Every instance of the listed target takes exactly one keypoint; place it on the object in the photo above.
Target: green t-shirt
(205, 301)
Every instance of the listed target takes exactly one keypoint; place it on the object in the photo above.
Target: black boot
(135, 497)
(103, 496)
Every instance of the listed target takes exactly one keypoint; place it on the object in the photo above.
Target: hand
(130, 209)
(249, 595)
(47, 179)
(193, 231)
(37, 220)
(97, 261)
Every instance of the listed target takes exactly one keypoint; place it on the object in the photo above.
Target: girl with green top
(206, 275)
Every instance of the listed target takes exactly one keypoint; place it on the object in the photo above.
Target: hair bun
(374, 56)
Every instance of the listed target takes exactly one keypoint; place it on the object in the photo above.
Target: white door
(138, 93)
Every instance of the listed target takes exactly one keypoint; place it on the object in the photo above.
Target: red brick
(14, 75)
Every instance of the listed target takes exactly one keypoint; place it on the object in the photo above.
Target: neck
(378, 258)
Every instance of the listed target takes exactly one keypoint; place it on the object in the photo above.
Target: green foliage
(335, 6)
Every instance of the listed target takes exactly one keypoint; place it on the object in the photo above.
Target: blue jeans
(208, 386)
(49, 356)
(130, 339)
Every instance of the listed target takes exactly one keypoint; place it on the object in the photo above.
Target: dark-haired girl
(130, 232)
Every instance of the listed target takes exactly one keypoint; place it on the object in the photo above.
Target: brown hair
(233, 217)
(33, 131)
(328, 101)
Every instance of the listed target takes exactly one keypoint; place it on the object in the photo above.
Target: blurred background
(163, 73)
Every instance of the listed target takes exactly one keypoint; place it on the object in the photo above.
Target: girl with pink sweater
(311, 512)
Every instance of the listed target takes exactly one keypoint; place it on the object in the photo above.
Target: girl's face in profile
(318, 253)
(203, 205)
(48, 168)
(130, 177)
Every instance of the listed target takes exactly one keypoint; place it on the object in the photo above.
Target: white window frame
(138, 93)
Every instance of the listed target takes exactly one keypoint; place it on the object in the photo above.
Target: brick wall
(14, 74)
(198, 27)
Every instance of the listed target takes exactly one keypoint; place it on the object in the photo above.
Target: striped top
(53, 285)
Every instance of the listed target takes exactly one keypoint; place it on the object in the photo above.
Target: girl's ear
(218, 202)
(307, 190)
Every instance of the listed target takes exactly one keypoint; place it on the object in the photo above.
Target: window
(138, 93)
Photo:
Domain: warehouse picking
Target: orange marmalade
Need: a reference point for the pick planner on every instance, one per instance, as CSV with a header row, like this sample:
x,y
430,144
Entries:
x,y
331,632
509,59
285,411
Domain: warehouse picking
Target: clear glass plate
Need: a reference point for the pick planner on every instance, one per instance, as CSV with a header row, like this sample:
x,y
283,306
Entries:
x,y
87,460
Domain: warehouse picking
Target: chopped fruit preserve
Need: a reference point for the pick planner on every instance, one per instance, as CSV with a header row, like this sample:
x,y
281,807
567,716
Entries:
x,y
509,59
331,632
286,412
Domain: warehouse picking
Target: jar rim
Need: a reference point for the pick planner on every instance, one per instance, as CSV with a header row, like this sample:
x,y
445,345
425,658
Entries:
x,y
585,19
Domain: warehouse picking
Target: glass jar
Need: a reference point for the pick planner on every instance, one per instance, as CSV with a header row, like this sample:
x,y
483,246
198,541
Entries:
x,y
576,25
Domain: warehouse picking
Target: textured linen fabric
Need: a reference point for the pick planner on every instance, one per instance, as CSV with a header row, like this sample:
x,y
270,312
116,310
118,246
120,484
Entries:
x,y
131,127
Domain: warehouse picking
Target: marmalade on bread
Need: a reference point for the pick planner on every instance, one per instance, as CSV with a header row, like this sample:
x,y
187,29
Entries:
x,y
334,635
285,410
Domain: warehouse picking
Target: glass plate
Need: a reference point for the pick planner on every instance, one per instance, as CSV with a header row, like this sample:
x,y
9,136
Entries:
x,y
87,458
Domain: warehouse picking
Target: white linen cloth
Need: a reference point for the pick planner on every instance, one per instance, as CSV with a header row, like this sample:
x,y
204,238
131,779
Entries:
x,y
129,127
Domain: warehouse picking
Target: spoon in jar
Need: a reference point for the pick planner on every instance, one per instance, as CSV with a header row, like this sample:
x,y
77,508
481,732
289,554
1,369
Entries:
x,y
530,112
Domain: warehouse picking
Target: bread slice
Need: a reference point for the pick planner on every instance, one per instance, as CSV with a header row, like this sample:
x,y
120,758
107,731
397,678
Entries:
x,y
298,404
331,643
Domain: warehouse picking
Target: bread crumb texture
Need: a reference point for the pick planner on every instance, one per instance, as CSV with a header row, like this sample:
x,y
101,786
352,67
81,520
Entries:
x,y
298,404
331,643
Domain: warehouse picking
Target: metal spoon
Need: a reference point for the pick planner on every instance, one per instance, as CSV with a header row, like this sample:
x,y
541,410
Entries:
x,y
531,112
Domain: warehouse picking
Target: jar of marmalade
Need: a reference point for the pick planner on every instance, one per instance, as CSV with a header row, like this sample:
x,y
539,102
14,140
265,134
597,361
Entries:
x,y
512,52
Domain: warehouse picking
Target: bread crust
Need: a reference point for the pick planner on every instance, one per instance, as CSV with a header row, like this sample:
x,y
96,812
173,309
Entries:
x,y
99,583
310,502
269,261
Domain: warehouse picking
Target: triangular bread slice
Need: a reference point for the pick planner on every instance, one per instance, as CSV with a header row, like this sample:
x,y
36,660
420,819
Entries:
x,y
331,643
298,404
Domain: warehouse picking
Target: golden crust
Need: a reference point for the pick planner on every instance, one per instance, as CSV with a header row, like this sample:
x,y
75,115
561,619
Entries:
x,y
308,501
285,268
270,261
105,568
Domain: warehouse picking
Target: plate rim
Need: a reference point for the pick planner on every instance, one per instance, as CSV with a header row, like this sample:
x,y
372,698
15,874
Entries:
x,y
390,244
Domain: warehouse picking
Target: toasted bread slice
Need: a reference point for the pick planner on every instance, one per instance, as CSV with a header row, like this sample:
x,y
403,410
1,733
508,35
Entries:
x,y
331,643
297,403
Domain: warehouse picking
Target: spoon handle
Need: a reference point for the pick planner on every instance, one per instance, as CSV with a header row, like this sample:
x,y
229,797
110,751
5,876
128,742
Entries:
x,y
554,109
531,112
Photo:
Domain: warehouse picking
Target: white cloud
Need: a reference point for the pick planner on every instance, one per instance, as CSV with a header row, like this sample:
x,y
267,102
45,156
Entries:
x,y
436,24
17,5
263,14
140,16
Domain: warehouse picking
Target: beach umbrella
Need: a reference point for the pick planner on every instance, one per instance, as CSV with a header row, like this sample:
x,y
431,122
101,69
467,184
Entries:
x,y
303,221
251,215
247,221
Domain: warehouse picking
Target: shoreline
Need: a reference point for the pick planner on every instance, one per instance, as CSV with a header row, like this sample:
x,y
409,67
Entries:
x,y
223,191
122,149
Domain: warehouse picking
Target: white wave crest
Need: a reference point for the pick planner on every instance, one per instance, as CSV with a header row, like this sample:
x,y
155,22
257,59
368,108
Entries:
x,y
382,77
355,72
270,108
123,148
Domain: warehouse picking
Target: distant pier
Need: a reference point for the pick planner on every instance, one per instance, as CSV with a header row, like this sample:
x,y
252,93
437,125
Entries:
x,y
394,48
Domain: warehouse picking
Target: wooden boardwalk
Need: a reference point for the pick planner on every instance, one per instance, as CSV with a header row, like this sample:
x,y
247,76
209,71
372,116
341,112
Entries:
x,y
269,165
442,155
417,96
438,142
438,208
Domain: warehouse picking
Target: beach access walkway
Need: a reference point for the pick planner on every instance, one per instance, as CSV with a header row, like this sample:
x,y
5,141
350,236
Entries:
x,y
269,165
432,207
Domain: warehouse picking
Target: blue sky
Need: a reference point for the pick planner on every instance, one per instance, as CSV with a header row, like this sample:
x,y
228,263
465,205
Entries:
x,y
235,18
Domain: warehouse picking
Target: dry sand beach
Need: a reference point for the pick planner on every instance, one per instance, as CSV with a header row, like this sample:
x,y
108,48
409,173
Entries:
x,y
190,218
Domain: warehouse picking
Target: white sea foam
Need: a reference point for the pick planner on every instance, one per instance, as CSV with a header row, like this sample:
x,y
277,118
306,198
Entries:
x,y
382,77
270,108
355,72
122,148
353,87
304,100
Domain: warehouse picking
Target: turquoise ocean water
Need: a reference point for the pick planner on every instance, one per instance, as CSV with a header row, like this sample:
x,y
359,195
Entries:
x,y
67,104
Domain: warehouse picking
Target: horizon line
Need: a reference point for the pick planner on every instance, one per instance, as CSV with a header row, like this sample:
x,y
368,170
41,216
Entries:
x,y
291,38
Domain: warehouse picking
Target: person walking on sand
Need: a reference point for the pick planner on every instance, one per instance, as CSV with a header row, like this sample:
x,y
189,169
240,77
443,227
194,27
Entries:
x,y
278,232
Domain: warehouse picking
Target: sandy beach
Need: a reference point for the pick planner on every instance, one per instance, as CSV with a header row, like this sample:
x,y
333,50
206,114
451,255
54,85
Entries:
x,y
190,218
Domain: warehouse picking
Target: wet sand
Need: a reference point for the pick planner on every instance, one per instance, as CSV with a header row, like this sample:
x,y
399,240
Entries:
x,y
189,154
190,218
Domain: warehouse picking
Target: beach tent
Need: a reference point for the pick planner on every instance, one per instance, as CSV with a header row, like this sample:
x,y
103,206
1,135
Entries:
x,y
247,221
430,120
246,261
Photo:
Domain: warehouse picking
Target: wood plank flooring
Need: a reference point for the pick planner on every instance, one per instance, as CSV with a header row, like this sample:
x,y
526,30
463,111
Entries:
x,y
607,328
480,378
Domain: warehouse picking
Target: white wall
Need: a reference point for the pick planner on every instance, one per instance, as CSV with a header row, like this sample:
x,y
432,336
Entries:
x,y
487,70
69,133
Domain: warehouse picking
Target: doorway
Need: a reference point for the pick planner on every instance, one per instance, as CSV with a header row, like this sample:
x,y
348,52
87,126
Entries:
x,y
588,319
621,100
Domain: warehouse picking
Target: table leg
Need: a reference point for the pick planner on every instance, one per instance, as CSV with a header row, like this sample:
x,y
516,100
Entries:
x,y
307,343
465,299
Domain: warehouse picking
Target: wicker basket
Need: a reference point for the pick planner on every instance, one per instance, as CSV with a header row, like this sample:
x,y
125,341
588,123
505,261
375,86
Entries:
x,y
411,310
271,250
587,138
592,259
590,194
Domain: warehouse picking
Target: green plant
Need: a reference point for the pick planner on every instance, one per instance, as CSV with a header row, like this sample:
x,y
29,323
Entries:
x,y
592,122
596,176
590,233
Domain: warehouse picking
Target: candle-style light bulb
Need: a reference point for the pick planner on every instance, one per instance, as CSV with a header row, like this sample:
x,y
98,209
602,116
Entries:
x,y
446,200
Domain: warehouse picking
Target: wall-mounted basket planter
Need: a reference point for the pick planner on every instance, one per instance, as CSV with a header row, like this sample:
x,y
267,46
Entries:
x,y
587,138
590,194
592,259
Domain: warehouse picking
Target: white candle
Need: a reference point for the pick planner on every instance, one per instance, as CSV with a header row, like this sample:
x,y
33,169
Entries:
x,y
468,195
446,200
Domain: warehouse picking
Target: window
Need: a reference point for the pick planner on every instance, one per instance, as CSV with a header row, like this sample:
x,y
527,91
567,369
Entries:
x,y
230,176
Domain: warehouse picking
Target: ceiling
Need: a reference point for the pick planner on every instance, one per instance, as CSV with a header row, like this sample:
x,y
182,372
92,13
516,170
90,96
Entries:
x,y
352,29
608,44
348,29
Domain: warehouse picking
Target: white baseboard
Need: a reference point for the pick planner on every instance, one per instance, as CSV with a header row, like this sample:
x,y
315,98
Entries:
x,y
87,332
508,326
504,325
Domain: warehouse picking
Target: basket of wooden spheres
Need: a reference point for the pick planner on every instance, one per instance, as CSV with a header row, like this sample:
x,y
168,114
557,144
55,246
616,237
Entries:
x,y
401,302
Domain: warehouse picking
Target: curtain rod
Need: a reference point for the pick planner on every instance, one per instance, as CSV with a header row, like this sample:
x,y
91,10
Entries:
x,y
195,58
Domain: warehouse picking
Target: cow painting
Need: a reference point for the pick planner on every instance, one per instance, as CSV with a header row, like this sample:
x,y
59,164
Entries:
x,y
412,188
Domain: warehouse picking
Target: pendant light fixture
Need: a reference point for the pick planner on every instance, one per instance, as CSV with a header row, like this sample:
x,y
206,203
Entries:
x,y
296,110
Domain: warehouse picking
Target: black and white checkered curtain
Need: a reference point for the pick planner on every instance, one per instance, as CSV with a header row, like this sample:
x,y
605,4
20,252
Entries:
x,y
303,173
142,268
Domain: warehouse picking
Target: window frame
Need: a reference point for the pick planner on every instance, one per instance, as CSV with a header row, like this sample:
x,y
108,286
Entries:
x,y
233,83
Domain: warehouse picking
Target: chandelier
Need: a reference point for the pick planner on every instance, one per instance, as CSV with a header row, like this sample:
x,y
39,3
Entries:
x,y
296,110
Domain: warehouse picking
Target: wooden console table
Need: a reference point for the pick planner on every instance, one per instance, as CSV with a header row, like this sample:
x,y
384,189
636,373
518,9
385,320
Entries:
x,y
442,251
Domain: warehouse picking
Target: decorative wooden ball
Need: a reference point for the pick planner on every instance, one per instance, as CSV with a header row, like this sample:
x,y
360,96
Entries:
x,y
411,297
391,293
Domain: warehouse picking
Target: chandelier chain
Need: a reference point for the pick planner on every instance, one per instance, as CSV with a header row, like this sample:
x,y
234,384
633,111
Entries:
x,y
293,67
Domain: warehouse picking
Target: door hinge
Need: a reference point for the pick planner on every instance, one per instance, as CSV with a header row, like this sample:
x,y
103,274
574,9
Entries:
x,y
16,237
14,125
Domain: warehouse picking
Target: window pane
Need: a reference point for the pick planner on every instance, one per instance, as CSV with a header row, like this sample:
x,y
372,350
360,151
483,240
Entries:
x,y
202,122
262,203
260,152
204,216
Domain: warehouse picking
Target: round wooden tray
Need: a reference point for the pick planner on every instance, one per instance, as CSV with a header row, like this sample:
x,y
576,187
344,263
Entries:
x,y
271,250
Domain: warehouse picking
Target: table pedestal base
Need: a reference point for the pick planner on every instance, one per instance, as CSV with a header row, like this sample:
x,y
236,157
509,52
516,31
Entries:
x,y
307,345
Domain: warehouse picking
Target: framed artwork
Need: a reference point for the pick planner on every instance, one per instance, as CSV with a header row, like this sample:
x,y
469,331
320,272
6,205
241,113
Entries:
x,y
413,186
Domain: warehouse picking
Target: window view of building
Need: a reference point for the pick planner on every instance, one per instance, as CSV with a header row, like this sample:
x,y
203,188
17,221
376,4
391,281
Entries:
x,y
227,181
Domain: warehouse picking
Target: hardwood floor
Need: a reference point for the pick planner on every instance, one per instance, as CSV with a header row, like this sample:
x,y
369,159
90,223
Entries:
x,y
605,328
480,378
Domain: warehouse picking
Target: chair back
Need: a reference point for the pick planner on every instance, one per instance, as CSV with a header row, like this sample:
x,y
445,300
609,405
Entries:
======
Report every line of the listing above that contains the word "window", copying each such line in full.

Target: white window frame
Target: window
Target: window
Target: window frame
Target: window pane
Target: window view of building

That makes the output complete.